=== Section Start ===

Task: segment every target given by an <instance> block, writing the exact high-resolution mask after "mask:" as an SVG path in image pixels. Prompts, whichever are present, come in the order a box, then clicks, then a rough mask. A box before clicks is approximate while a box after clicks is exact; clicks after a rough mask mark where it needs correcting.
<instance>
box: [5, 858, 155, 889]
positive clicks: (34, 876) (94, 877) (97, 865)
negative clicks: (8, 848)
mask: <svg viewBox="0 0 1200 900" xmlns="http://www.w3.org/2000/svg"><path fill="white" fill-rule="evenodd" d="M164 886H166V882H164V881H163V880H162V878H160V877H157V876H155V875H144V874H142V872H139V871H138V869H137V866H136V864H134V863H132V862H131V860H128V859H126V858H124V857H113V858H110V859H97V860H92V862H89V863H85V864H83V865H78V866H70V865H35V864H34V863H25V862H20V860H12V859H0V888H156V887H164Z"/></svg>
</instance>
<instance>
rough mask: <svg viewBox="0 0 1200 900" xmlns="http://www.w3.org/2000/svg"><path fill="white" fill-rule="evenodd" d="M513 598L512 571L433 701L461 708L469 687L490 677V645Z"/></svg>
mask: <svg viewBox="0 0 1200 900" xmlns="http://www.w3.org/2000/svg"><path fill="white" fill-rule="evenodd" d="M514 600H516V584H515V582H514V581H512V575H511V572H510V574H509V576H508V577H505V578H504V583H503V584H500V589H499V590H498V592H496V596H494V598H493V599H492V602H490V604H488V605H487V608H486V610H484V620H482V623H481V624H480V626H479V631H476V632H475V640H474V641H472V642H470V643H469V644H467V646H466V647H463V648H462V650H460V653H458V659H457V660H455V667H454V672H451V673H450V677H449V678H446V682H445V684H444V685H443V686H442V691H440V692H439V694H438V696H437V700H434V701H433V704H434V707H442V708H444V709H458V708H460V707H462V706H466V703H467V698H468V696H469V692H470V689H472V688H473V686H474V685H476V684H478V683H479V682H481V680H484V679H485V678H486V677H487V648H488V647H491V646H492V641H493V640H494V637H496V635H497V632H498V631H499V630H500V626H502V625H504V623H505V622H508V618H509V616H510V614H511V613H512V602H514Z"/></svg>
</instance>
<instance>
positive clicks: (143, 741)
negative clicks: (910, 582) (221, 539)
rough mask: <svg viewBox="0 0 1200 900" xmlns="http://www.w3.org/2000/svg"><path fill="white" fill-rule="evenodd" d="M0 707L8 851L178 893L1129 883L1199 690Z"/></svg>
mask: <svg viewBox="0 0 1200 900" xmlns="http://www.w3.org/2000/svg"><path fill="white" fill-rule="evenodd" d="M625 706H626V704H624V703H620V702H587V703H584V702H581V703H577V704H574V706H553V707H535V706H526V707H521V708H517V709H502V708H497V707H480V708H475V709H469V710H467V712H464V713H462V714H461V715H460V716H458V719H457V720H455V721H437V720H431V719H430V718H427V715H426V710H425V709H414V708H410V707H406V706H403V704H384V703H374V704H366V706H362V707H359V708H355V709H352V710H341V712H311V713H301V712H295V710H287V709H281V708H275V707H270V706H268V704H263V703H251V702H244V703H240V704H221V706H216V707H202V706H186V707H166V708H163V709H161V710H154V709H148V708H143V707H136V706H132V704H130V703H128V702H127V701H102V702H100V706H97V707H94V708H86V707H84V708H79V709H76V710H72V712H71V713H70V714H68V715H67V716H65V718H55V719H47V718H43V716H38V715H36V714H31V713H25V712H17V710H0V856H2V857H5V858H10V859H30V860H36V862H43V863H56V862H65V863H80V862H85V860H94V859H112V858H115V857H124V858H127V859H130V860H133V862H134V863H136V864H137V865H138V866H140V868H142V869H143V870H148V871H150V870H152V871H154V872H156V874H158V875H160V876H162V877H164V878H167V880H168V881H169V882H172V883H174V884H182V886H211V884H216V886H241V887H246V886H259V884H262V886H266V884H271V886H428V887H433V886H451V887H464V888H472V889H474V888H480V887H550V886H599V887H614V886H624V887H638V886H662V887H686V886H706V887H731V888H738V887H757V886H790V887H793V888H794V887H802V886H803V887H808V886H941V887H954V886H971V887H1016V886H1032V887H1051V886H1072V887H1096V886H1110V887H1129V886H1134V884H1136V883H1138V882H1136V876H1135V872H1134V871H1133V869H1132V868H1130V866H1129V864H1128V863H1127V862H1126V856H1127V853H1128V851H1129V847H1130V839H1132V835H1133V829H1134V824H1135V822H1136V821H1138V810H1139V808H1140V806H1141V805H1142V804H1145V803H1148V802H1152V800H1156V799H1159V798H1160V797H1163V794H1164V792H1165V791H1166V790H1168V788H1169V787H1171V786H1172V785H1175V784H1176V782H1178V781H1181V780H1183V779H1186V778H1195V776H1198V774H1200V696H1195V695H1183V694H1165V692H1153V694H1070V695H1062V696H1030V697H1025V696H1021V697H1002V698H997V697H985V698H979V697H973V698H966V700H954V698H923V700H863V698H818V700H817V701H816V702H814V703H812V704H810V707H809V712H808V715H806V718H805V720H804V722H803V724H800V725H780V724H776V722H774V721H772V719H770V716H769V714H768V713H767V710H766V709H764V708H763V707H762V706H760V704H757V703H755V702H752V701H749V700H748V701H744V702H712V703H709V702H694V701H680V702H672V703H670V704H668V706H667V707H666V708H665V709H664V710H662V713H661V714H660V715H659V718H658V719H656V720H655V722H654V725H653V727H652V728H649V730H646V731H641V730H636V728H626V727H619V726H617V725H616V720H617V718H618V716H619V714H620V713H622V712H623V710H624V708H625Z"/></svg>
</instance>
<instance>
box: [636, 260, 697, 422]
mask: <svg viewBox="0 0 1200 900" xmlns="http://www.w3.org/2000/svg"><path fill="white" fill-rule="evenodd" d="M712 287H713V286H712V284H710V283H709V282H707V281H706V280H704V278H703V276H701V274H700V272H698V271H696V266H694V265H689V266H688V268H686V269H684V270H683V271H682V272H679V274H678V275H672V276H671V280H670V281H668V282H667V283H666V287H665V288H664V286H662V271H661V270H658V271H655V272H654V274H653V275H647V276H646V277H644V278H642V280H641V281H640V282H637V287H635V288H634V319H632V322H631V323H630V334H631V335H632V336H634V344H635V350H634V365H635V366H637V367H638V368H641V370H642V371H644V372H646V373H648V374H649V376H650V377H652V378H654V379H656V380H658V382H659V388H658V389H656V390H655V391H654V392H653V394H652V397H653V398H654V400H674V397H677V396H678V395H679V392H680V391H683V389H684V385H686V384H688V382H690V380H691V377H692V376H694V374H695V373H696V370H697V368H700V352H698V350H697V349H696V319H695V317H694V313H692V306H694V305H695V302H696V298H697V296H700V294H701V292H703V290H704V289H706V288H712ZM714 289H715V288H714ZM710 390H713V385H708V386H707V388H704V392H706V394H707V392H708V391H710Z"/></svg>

=== Section End ===

Rewrite all the records with "rough mask" replaced by "coarse mask" wherever it appears. Leave everything else unchanged.

• _Task solution_
Task: segment every target given by an <instance> block, writing the exact high-resolution mask after "mask:" as an SVG path in image pixels. Prompts, whichever are present, come in the order a box, then clicks, then a coarse mask. A box before clicks is approximate while a box after clicks is exact; clicks after a coarse mask mark where it needs correcting.
<instance>
box: [5, 858, 155, 889]
positive clicks: (34, 876) (94, 877) (97, 865)
negative clicks: (8, 848)
mask: <svg viewBox="0 0 1200 900" xmlns="http://www.w3.org/2000/svg"><path fill="white" fill-rule="evenodd" d="M164 886H166V882H164V881H163V880H162V878H160V877H157V876H155V875H144V874H142V872H139V871H138V869H137V866H136V864H134V863H132V862H131V860H128V859H126V858H124V857H113V858H110V859H97V860H92V862H89V863H85V864H83V865H78V866H70V865H35V864H34V863H25V862H20V860H12V859H0V888H156V887H164Z"/></svg>
</instance>
<instance>
coarse mask: <svg viewBox="0 0 1200 900" xmlns="http://www.w3.org/2000/svg"><path fill="white" fill-rule="evenodd" d="M513 598L512 571L433 701L461 708L469 687L490 677V645Z"/></svg>
mask: <svg viewBox="0 0 1200 900" xmlns="http://www.w3.org/2000/svg"><path fill="white" fill-rule="evenodd" d="M514 600H516V584H515V582H514V581H512V575H511V572H510V574H509V576H508V577H505V578H504V583H503V584H500V589H499V590H498V592H496V596H494V598H493V599H492V602H490V604H488V605H487V608H486V610H484V620H482V623H481V624H480V626H479V631H476V632H475V640H474V641H472V642H470V643H469V644H467V646H466V647H463V648H462V650H460V653H458V659H457V660H455V667H454V672H451V673H450V677H449V678H446V682H445V684H444V685H443V686H442V691H440V692H439V694H438V696H437V700H434V701H433V704H434V707H442V708H444V709H458V708H460V707H462V706H466V703H467V698H468V696H469V692H470V689H472V688H473V686H474V685H476V684H478V683H479V682H481V680H484V679H485V678H486V677H487V648H488V647H491V646H492V641H493V640H494V637H496V635H497V632H498V631H499V630H500V626H502V625H504V623H505V622H508V618H509V616H510V614H511V613H512V602H514Z"/></svg>
</instance>
<instance>
positive clicks: (143, 741)
negative clicks: (910, 582) (221, 539)
coarse mask: <svg viewBox="0 0 1200 900" xmlns="http://www.w3.org/2000/svg"><path fill="white" fill-rule="evenodd" d="M0 707L8 851L178 893L1129 883L1199 690Z"/></svg>
mask: <svg viewBox="0 0 1200 900" xmlns="http://www.w3.org/2000/svg"><path fill="white" fill-rule="evenodd" d="M625 706H626V704H624V703H620V702H587V703H584V702H581V703H577V704H574V706H553V707H535V706H526V707H521V708H517V709H502V708H497V707H480V708H475V709H469V710H467V712H464V713H462V714H461V715H460V716H458V719H457V720H455V721H437V720H431V719H430V718H427V715H426V710H425V709H414V708H410V707H406V706H403V704H384V703H374V704H366V706H362V707H359V708H355V709H352V710H341V712H311V713H301V712H295V710H287V709H281V708H275V707H270V706H268V704H263V703H251V702H244V703H240V704H221V706H216V707H202V706H186V707H166V708H163V709H161V710H154V709H148V708H143V707H136V706H132V704H130V703H128V702H127V701H102V702H100V706H97V707H94V708H86V707H84V708H79V709H76V710H72V712H71V713H70V714H68V715H67V716H65V718H55V719H47V718H43V716H38V715H36V714H31V713H25V712H17V710H0V856H2V857H5V858H10V859H30V860H36V862H43V863H56V862H65V863H80V862H85V860H94V859H112V858H115V857H124V858H127V859H130V860H133V862H134V863H136V864H137V865H138V866H140V868H142V869H143V870H148V871H150V870H152V871H154V872H156V874H158V875H160V876H162V877H164V878H167V880H168V881H169V882H172V883H174V884H182V886H211V884H216V886H241V887H246V886H259V884H262V886H266V884H271V886H428V887H433V886H451V887H464V888H472V889H474V888H480V887H550V886H599V887H614V886H624V887H638V886H662V887H686V886H706V887H731V888H738V887H757V886H790V887H793V888H794V887H802V886H803V887H808V886H941V887H954V886H971V887H1016V886H1032V887H1051V886H1072V887H1096V886H1110V887H1129V886H1134V884H1136V883H1138V882H1136V876H1135V872H1134V871H1133V869H1132V868H1130V866H1129V864H1128V863H1127V862H1126V856H1127V853H1128V851H1129V847H1130V839H1132V835H1133V829H1134V824H1135V822H1136V821H1138V810H1139V808H1140V806H1141V805H1142V804H1145V803H1148V802H1152V800H1156V799H1159V798H1160V797H1163V794H1164V792H1165V791H1166V790H1168V788H1169V787H1171V786H1172V785H1175V784H1176V782H1178V781H1181V780H1183V779H1186V778H1195V776H1198V774H1200V696H1195V695H1183V694H1165V692H1153V694H1070V695H1062V696H1030V697H1025V696H1021V697H1002V698H997V697H985V698H979V697H973V698H966V700H954V698H923V700H863V698H818V700H817V701H816V702H814V703H812V704H810V707H809V712H808V715H806V718H805V720H804V722H803V724H800V725H780V724H776V722H774V721H772V719H770V716H769V714H768V713H767V710H766V709H764V708H763V707H762V706H760V704H757V703H755V702H752V701H749V700H748V701H744V702H712V703H709V702H694V701H680V702H672V703H670V704H668V706H667V707H666V708H665V709H664V710H662V713H661V714H660V715H659V718H658V719H656V720H655V722H654V725H653V727H652V728H649V730H646V731H641V730H636V728H626V727H619V726H617V725H616V720H617V718H618V716H619V714H620V713H622V712H623V710H624V708H625Z"/></svg>
</instance>
<instance>
box: [636, 260, 697, 422]
mask: <svg viewBox="0 0 1200 900" xmlns="http://www.w3.org/2000/svg"><path fill="white" fill-rule="evenodd" d="M712 287H713V286H712V284H710V283H709V282H707V281H706V280H704V278H703V276H701V274H700V272H698V271H696V266H694V265H689V266H688V268H686V269H684V270H683V271H682V272H679V274H678V275H672V276H671V280H670V281H668V282H667V283H666V287H665V288H664V286H662V271H661V270H658V271H655V272H654V274H653V275H647V276H646V277H644V278H642V280H641V281H640V282H637V287H635V288H634V319H632V322H631V323H630V334H631V335H632V336H634V344H635V350H634V365H635V366H637V367H638V368H641V370H642V371H644V372H646V373H648V374H649V376H650V377H652V378H654V379H656V380H658V382H659V388H658V389H656V390H655V391H654V392H653V394H652V397H653V398H654V400H674V397H677V396H678V395H679V392H680V391H683V389H684V385H686V384H688V382H690V380H691V377H692V376H694V374H695V373H696V370H697V368H700V352H698V350H697V349H696V319H695V317H694V313H692V306H694V305H695V302H696V298H697V296H700V294H701V292H703V290H704V289H706V288H712ZM714 289H715V288H714ZM710 390H713V385H708V386H707V388H704V392H706V394H707V392H708V391H710Z"/></svg>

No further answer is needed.